→ Task objective
Each line below with the word "target" needs to be copied.

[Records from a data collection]

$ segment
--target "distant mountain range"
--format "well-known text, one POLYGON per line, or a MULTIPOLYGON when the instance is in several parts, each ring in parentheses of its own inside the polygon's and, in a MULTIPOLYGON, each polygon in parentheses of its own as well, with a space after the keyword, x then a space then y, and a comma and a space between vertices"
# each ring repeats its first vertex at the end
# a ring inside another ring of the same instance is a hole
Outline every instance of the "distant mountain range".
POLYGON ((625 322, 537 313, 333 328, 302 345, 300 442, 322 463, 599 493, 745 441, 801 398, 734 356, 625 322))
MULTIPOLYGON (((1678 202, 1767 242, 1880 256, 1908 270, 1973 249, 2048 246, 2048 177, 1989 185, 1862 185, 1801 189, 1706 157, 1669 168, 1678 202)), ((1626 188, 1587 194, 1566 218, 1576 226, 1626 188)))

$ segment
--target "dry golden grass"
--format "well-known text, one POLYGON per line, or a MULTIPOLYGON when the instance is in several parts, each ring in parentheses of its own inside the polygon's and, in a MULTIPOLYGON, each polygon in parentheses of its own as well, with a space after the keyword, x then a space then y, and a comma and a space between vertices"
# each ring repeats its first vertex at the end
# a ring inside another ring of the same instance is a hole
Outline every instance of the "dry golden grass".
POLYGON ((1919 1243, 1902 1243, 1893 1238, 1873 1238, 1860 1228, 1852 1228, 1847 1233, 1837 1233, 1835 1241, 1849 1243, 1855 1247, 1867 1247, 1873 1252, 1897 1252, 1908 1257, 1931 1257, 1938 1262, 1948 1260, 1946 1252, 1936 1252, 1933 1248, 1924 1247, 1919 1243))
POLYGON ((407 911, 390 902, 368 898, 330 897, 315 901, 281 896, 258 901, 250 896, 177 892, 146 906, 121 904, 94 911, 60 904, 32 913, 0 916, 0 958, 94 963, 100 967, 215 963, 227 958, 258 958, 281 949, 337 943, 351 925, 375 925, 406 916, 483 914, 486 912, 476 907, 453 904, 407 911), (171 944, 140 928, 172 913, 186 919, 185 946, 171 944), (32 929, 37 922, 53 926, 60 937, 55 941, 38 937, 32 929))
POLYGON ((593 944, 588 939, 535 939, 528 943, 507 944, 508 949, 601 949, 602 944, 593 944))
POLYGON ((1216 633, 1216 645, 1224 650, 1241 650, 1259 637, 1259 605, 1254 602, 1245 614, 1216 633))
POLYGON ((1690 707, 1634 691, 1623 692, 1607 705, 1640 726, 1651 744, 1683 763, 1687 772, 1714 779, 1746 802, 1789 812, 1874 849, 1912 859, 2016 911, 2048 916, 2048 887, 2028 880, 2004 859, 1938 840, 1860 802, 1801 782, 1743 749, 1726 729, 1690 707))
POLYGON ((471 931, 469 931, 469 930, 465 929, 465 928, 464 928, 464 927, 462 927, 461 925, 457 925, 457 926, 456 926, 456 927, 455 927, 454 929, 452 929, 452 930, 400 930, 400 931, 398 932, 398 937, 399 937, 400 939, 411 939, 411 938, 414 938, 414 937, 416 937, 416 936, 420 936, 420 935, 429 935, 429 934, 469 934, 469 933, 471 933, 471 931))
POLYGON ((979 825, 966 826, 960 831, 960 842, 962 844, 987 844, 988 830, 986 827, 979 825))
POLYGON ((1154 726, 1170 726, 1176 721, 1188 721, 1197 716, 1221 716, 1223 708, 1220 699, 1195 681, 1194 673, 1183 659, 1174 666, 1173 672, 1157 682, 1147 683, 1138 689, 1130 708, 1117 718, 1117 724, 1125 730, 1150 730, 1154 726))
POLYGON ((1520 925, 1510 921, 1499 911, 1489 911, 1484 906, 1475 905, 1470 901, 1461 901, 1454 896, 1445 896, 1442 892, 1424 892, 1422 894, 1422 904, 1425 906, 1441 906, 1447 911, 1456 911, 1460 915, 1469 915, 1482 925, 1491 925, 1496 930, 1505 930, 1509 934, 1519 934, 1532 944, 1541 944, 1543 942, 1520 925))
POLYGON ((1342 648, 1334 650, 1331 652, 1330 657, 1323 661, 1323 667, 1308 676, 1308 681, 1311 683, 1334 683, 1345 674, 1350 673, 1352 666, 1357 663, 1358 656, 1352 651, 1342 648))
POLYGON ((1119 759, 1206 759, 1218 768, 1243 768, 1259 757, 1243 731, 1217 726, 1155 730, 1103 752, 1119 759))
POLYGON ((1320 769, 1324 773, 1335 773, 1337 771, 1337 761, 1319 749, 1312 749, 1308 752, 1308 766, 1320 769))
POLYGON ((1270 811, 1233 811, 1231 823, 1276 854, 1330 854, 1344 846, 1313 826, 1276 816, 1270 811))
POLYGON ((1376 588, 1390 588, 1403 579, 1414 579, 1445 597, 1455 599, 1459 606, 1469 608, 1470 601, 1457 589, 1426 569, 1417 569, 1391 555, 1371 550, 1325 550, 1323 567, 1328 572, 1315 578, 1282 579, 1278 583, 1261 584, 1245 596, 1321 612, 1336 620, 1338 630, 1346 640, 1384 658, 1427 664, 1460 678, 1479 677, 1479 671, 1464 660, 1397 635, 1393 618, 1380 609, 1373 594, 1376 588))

→ The answer
--target "distant mountain range"
--target "dry golden grass"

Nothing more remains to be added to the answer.